======== Extract

Monday, February 25, 2008

Multiple Out-of-Town Weekend Activities Make Me Tired

We left on Friday afternoon and headed for Davis, CA where I was dropped off to attend a grad conference on "the long 19th century" hosted by The Dickens Project. We were given a free hotel and relatively delicious meals to reward us for our hours of attentive presentation listening.

The attendants, most of whom I remember from last summer's affair, are really sweet, smart people who, judging from their papers, are also eloquent writers. But, I gotta say, this is going to have to be my last Victorian-related lit conference. Although, in the past, I have enjoyed reading Middlemarch, Pride and Prejudice, Bleak House, Vanity Fair, etal -- I haven't spent much time thinking about them, or even remembering their finer plot points. Becky Sharpe was inticingly bad, Elizabeth Bennett fell in love with Darcy, Esther jangled keys. Beyond this, the books live a fuzzy existence in my head.

================

#### Check your understanding:
1. According to the blog post, who hosted the grad conference in Davis?
2. Decide whether each statement agrees with the blog post, and answer yes or no with the deciding words quoted: (a) The writer received a free hotel during the conference. (b) The writer had never met any of the attendants before. (c) The writer intends to go to more Victorian-related lit conferences.
3. Resume the blog post after its final sentence.
The listing is separate material and has nothing to do with the blog post.

======== Record set

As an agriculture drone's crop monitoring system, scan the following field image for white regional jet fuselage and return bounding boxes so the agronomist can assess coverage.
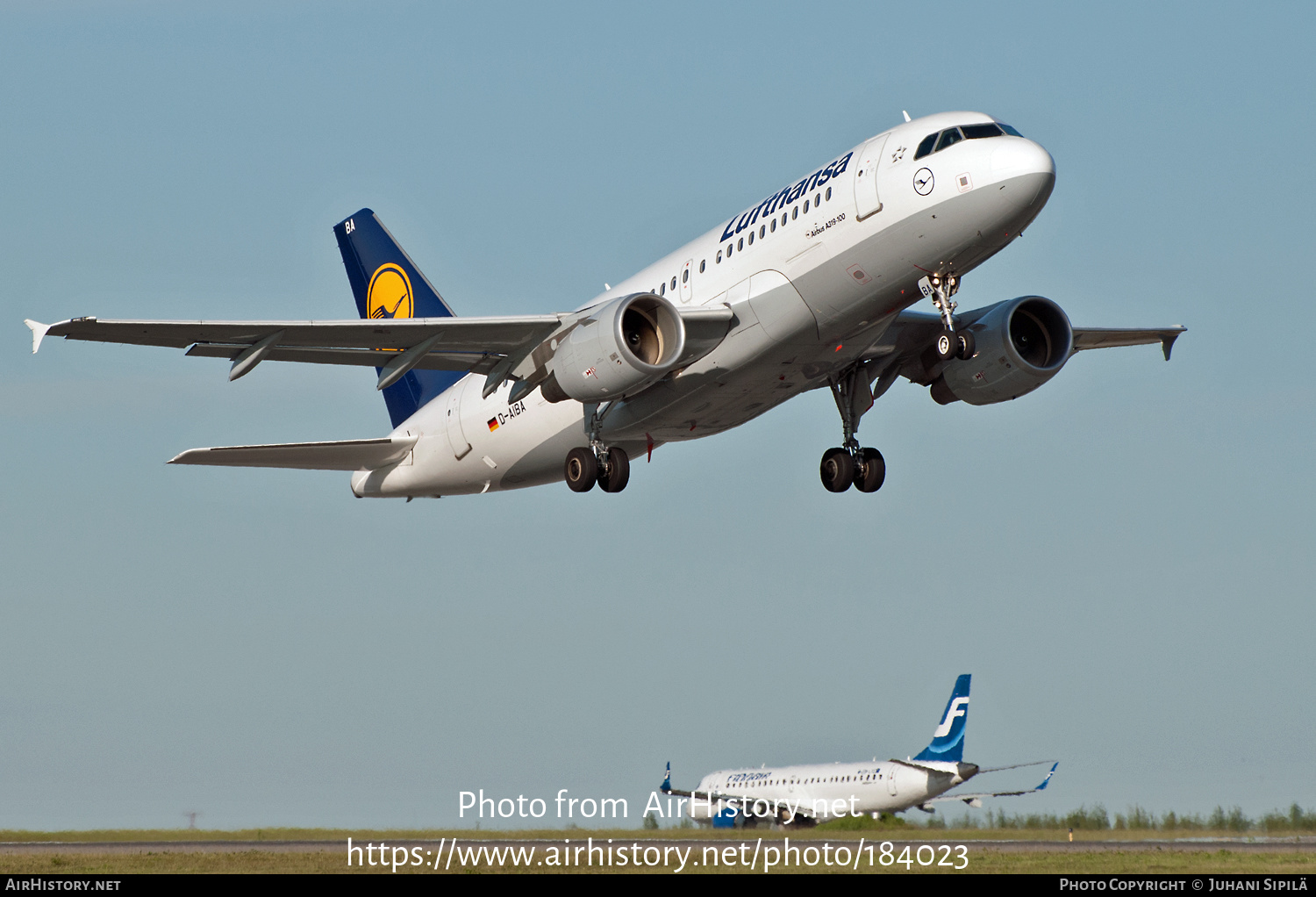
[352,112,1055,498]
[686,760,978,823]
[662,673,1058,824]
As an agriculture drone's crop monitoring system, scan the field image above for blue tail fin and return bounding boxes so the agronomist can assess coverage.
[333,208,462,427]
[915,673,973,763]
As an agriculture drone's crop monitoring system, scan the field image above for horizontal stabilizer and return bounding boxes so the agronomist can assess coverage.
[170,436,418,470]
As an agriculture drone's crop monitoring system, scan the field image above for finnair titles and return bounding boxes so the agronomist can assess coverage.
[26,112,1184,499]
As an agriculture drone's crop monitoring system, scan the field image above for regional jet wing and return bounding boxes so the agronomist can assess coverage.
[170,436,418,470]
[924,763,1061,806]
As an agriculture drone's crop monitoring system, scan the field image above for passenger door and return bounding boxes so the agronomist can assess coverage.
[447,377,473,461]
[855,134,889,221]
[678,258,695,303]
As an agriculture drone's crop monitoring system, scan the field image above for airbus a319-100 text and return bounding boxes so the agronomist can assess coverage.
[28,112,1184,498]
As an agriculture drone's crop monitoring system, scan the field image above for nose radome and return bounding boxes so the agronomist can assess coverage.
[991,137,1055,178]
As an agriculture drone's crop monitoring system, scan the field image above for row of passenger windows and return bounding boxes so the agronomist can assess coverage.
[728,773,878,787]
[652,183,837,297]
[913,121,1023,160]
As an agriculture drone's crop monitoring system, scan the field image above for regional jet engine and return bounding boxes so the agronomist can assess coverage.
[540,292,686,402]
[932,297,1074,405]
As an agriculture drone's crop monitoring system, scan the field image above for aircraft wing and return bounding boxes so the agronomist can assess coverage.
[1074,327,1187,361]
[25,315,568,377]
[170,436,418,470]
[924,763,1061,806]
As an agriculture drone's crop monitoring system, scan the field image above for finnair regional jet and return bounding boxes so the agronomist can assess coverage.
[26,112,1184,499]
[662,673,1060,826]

================
======== Record set

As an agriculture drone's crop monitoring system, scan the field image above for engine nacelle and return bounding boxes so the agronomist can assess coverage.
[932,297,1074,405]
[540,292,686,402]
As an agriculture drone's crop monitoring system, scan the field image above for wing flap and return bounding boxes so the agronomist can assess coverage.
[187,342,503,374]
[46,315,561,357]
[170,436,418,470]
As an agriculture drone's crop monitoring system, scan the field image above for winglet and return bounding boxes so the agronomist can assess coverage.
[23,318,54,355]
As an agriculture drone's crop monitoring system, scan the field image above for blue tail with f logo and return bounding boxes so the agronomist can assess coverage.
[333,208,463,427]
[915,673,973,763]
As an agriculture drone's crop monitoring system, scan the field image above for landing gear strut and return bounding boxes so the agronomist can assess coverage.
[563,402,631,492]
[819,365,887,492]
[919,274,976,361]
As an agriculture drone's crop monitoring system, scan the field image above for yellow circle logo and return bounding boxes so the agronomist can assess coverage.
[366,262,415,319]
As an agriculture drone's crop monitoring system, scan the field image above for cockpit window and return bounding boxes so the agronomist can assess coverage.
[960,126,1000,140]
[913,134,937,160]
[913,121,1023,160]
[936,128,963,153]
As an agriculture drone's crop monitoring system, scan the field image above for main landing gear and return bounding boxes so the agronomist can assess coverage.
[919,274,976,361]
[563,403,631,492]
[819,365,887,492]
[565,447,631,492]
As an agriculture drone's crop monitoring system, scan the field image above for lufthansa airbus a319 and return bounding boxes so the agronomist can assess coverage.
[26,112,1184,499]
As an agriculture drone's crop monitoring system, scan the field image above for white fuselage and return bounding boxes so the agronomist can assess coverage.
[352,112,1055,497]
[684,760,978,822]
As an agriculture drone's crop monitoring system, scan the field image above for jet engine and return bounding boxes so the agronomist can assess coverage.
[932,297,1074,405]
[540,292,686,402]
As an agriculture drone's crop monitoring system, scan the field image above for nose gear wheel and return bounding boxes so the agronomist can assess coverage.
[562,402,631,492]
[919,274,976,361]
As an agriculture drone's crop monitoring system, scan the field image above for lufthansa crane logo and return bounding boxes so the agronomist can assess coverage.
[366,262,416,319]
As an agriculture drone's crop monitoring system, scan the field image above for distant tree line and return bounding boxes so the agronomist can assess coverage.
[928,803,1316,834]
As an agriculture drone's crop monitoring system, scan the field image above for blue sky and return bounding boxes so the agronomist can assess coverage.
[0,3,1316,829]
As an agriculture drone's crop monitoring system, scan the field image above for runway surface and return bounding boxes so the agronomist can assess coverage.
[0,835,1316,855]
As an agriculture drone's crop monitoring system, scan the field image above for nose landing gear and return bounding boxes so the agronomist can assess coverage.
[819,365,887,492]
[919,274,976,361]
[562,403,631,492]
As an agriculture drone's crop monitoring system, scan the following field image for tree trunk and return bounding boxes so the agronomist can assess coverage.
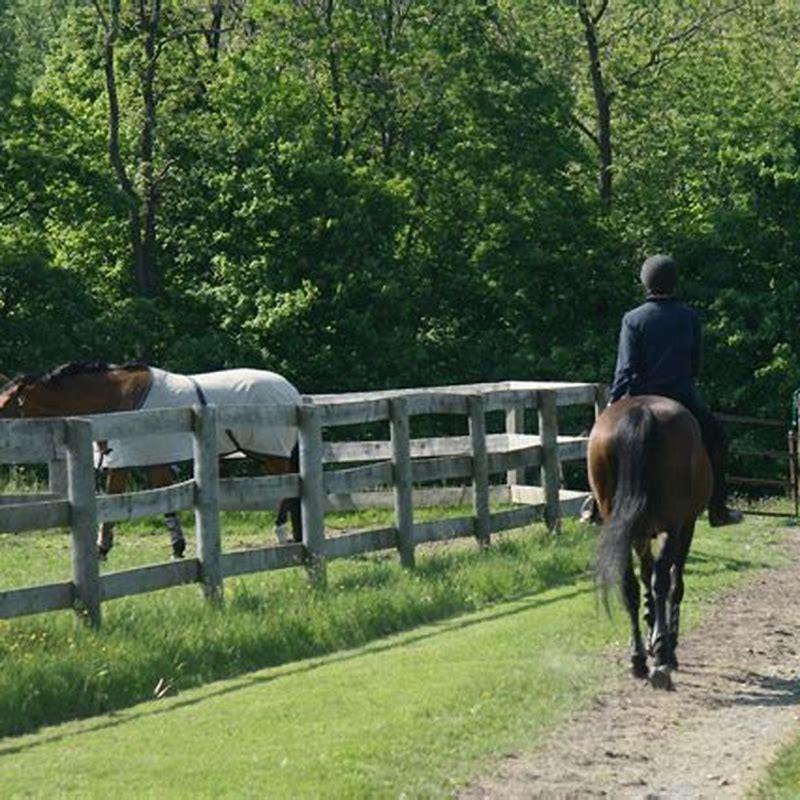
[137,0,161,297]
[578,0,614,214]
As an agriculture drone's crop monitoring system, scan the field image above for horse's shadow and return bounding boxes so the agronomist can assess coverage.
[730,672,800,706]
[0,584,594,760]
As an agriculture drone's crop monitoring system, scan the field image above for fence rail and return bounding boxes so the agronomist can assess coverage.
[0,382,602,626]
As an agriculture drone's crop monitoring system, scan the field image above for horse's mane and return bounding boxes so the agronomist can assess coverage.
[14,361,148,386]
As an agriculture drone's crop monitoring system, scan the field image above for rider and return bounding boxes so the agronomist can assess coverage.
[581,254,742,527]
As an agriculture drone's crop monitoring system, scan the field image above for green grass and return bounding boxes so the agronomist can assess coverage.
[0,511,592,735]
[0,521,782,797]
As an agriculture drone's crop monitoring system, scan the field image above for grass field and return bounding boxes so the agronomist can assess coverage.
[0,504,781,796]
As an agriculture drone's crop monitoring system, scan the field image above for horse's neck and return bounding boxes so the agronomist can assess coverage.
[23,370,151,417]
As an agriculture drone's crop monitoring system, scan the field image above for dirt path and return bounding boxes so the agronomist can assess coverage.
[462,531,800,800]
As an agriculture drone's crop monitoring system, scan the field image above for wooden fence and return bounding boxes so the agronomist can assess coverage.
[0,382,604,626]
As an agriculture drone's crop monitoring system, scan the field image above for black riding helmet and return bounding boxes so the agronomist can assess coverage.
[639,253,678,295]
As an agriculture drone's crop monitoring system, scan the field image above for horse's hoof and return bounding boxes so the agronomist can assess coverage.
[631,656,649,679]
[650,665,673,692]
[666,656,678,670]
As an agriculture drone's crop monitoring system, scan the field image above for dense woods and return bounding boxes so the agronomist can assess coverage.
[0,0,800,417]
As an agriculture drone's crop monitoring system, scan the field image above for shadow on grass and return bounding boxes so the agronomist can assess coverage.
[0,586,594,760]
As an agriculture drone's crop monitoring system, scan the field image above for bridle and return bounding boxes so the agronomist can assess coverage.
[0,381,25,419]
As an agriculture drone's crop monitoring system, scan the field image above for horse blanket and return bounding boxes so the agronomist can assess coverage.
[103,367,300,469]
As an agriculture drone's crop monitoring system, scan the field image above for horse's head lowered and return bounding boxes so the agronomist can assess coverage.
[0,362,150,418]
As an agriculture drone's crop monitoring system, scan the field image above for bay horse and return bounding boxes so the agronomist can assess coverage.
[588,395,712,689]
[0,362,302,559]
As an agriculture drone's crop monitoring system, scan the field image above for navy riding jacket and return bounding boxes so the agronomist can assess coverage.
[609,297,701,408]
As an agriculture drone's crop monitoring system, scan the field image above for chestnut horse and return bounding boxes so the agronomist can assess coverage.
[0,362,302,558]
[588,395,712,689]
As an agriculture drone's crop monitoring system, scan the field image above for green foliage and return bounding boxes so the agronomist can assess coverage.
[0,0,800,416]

================
======== Record set

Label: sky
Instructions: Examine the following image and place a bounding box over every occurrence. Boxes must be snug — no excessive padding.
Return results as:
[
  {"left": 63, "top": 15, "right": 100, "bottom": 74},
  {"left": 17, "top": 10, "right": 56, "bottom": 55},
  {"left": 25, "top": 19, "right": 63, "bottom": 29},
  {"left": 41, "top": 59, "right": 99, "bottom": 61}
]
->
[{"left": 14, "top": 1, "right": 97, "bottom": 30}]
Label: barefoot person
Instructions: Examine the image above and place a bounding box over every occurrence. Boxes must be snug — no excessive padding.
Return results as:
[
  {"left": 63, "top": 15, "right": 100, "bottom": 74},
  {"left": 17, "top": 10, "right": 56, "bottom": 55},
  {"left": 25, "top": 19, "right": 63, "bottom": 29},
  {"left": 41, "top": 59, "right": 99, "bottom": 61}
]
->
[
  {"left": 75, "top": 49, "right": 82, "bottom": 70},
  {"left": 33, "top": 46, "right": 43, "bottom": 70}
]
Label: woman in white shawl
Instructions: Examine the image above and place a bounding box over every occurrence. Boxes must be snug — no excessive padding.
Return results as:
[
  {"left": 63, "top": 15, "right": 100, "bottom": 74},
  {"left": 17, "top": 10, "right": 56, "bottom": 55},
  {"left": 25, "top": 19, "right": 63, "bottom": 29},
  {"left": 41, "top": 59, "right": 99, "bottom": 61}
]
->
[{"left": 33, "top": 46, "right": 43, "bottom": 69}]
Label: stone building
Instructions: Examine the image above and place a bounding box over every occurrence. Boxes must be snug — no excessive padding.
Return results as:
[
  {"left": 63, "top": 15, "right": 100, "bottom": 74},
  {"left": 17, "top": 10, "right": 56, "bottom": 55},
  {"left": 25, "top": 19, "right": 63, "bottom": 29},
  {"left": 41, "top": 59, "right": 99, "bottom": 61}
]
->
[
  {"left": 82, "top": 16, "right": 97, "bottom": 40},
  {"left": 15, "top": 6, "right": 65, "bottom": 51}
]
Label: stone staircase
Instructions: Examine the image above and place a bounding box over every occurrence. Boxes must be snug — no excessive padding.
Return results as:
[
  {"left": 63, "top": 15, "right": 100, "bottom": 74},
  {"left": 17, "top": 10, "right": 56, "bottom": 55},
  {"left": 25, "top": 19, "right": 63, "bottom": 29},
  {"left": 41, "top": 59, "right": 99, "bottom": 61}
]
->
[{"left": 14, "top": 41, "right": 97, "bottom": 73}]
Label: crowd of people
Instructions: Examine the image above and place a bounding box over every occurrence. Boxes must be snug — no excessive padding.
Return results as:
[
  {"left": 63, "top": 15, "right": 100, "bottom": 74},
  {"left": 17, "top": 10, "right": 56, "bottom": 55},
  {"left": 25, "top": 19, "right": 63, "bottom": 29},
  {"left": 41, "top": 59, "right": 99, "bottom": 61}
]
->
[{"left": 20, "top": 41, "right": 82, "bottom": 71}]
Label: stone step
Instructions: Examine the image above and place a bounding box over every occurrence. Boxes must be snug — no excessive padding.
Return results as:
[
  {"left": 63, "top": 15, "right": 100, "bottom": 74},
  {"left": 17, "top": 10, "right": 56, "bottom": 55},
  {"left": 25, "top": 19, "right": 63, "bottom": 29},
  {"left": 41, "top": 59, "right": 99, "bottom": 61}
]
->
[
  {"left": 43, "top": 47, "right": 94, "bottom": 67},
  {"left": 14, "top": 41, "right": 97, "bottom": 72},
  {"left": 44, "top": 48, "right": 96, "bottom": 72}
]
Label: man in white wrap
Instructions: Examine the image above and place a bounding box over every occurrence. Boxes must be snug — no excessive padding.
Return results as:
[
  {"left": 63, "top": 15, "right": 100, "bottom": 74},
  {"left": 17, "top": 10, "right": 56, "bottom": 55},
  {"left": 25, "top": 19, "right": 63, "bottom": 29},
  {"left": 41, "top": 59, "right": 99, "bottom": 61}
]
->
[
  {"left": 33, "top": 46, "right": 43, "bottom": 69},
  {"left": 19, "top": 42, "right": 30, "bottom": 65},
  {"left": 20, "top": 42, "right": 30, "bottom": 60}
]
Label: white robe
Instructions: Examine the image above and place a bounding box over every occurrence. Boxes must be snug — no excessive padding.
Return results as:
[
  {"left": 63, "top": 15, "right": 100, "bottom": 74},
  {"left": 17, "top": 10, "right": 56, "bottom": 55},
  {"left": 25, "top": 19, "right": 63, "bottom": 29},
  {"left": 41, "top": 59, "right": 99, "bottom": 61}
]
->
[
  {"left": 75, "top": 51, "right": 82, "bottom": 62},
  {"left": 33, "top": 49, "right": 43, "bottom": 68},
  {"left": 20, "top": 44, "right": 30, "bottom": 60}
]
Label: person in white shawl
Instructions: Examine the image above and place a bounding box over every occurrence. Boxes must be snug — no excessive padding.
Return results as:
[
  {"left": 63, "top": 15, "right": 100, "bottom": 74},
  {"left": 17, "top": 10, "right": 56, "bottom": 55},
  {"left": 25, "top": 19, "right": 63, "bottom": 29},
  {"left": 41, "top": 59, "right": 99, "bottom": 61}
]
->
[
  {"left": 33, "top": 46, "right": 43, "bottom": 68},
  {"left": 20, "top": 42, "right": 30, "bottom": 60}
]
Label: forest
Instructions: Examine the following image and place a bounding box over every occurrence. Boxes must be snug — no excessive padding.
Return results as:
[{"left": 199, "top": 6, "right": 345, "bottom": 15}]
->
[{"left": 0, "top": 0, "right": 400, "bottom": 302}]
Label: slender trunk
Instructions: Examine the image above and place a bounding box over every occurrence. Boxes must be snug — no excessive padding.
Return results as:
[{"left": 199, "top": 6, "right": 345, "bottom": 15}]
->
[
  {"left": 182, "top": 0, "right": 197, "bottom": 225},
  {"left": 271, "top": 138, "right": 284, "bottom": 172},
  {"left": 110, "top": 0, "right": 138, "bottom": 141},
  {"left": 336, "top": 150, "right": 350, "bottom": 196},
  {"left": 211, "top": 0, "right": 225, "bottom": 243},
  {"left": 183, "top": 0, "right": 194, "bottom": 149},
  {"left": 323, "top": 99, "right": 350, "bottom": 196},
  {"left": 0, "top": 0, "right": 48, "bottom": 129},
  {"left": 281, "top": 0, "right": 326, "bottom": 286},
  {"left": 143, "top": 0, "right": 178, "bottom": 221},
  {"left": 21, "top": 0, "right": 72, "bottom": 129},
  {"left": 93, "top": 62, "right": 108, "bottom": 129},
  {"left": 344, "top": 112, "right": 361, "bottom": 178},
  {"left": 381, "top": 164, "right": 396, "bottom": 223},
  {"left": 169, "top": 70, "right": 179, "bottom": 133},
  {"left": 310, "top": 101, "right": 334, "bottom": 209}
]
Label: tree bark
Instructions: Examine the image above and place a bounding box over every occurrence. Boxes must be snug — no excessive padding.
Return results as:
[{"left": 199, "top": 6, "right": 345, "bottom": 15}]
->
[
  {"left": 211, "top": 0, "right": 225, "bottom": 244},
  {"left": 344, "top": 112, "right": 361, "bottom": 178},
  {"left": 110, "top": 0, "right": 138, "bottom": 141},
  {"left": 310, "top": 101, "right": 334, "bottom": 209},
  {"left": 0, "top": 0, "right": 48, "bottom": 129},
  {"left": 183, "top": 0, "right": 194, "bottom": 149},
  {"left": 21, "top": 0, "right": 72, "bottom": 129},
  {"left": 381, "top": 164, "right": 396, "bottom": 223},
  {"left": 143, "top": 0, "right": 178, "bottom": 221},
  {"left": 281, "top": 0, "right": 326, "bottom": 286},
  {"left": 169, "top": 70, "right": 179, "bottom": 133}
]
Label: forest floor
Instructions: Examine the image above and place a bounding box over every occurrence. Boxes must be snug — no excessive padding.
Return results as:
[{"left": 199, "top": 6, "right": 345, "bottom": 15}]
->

================

#### Responses by item number:
1. The Dickens Project.

2.
(a) Yes: "We were given a free hotel"
(b) No: "most of whom I remember from last summer's affair"
(c) No: "this is going to have to be my last Victorian-related lit conference"

3.
Aside from the fact that I don't remember the Vic. lit. of which they speak, they also speak about books differently than I do. Whereas I am looking at how an idea or figure, in this case a room, interrupts a certain discourse (psychoanalysis) or text (ie Mrs. Dalloway) as a kind of symptom, bringing with it a particular rhetorical history, "they" (as a reductive, general category) were speaking to and within a very particular field of criticism that was concerned exclusively with George Eliot, or Jane Austen, or Charles Dickens. Although I am interested in reading "Woolfian" criticism, I wouldn't call myself a Woolf scholar, or even say I'm interested in disrupting or re-evaluating conventional Woolfian discourse. Then again, I am only on page four of my dissertation, so maybe my comparative non-specificity has something to do with that.

I left the conference a day early to hang out in Sacramento with the in-laws, get some baby-time in with little Scotty, and watch the Oscars with the Mahoneys and company. Here is my review of the affair:
I thought Catherine Heigl was cute, all shaky-voiced as a presenter.
Why did Bourne Ultimatum win all those awards, thus depriving me of my Oscar-pool triumph?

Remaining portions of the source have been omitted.